_Data records:_
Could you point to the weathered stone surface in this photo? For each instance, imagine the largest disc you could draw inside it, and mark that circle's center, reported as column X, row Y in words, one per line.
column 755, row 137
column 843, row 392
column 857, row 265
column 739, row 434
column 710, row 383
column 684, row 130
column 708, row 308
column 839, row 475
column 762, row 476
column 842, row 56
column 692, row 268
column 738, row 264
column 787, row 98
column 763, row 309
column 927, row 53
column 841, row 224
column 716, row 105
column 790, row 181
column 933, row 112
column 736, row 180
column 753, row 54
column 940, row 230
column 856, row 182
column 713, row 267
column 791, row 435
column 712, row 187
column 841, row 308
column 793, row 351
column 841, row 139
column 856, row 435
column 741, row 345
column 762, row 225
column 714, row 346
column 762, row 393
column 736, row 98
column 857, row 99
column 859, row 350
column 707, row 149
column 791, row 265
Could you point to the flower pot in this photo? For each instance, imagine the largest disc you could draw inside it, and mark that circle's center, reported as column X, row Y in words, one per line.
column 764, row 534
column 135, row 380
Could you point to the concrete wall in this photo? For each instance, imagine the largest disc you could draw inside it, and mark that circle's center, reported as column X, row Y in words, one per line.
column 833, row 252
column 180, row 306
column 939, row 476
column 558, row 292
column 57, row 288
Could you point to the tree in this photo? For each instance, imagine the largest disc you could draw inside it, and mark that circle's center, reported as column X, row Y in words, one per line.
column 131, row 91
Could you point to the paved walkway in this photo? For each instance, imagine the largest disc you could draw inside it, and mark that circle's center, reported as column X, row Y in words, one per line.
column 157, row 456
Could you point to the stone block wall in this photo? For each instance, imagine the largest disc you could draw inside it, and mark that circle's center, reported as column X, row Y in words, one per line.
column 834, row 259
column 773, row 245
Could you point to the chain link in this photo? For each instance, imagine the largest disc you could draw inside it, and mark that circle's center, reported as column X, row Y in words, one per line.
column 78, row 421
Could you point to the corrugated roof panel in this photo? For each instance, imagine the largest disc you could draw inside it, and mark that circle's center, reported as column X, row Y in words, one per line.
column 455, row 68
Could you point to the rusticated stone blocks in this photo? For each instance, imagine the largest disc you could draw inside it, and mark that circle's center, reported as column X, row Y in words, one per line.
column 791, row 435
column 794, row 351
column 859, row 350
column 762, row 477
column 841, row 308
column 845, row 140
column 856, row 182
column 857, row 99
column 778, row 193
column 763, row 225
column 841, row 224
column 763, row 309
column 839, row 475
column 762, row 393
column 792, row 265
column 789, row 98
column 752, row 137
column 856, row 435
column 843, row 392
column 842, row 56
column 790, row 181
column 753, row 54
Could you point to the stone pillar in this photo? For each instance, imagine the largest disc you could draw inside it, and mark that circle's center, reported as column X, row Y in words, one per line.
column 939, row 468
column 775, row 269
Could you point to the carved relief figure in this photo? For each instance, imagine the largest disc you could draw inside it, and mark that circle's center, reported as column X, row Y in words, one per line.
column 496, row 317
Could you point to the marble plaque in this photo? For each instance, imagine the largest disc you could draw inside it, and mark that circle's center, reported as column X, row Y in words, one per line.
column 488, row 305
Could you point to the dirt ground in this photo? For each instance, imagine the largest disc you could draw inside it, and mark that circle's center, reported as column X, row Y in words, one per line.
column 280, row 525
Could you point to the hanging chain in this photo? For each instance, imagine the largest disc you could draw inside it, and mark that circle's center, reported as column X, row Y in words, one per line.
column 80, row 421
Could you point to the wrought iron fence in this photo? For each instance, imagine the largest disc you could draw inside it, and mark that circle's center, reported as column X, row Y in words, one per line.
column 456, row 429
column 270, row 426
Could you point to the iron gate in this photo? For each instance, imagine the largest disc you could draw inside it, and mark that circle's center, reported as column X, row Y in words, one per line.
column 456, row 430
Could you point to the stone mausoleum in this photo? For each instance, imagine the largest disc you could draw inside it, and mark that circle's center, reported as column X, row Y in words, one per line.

_Work required:_
Return every line of the material exactly.

_Task result:_
Could you point to the weathered stone surface in this photo? For each instance, imagine the largest disc you could draw inside it, and mark that circle's center, reported as column X, row Y in words, one per line.
column 755, row 137
column 843, row 392
column 857, row 265
column 739, row 434
column 710, row 383
column 684, row 130
column 708, row 308
column 839, row 475
column 762, row 476
column 842, row 56
column 692, row 268
column 738, row 264
column 787, row 98
column 763, row 309
column 927, row 53
column 841, row 224
column 716, row 105
column 790, row 181
column 933, row 112
column 736, row 180
column 753, row 54
column 940, row 230
column 856, row 182
column 713, row 267
column 791, row 435
column 712, row 187
column 841, row 308
column 793, row 351
column 841, row 139
column 856, row 435
column 741, row 345
column 762, row 225
column 714, row 346
column 762, row 393
column 736, row 98
column 857, row 99
column 859, row 350
column 707, row 149
column 791, row 265
Could you point to the flower pot in this photo? For each instance, imagine the largest disc you could draw inside it, and mark that circle's center, reported as column X, row Y in words, one per line.
column 764, row 534
column 135, row 380
Could you point to the concrete wall in this photo? For each instance, imagine the largest disc you could draw inside it, and mark that circle's center, reported as column X, row Y in words, one per line.
column 833, row 252
column 180, row 306
column 939, row 476
column 558, row 292
column 57, row 288
Could you point to the tree in this photo? For each instance, imagine the largest disc you could draw inside it, and mark that circle's center, reported as column X, row Y in words, one per line.
column 131, row 91
Could you point to the paved walkway in this photo? For each instance, imagine the largest disc you could draw inside it, and mark that circle's center, reported as column X, row Y in words, one per line.
column 157, row 456
Could you point to the stone block wall in this photo? For each instance, imagine the largest disc you could draw inside it, and mark that circle's center, reported as column X, row Y in words, one per line.
column 834, row 259
column 773, row 245
Could you point to the chain link in this photo? For each instance, imagine the largest disc you could draw inside it, and mark that circle's center, reported as column X, row Y in words, one per line.
column 78, row 421
Could you point to the corrugated roof panel in this photo? For each instance, imagine the largest disc you could draw inside it, and mark that circle's center, reported as column X, row Y in words, one per line.
column 455, row 68
Could you point to the rusticated stone blocks in this photo? For each instance, imagine the largest disc you could draw inside it, and mark that circle's center, reported as column X, row Y in words, one per line.
column 791, row 435
column 794, row 351
column 859, row 350
column 762, row 477
column 841, row 308
column 845, row 140
column 856, row 182
column 857, row 99
column 778, row 193
column 763, row 225
column 841, row 224
column 763, row 309
column 839, row 475
column 762, row 393
column 792, row 265
column 789, row 98
column 752, row 137
column 856, row 435
column 843, row 392
column 842, row 56
column 790, row 181
column 753, row 54
Could you point to the stone pillar in this photo? For each instance, imagine the largest disc you could draw inside it, and mark that circle's center, reported as column X, row Y in words, one per line.
column 939, row 468
column 775, row 269
Could you point to the carved relief figure in this photo? For each instance, imagine the largest disc you could draw inside it, and mark that circle's center, reported as column X, row Y in words, one per line.
column 496, row 317
Could you point to the marble plaque in this photo? For each instance, imagine the largest disc you could draw inside it, and mark that circle's center, reported as column X, row Y in words, one per line.
column 488, row 305
Could you point to the dirt ground in this photo? For each instance, imagine the largest disc you could draw inside it, and mark that circle's center, reported as column X, row Y in words, one per line.
column 280, row 525
Could you point to the hanging chain in this photo? For each instance, imagine the largest disc you could draw inside it, and mark that circle's center, reported as column X, row Y in words, one per line.
column 80, row 421
Could you point to the wrought iron fence in this photo? For each instance, imagine the largest disc you could draw inside it, and mark that circle's center, reported as column X, row Y in words, one per line.
column 456, row 429
column 270, row 426
Could you point to the iron gate in this photo? For each instance, imagine the largest disc you could draw inside it, and mark that circle's center, reported as column X, row Y in words, one per line.
column 456, row 430
Could you point to the stone mausoleum in this photo? For each instance, imagine the largest disc you could draw inside it, and mark that circle's center, reported as column X, row Y in words, one per line.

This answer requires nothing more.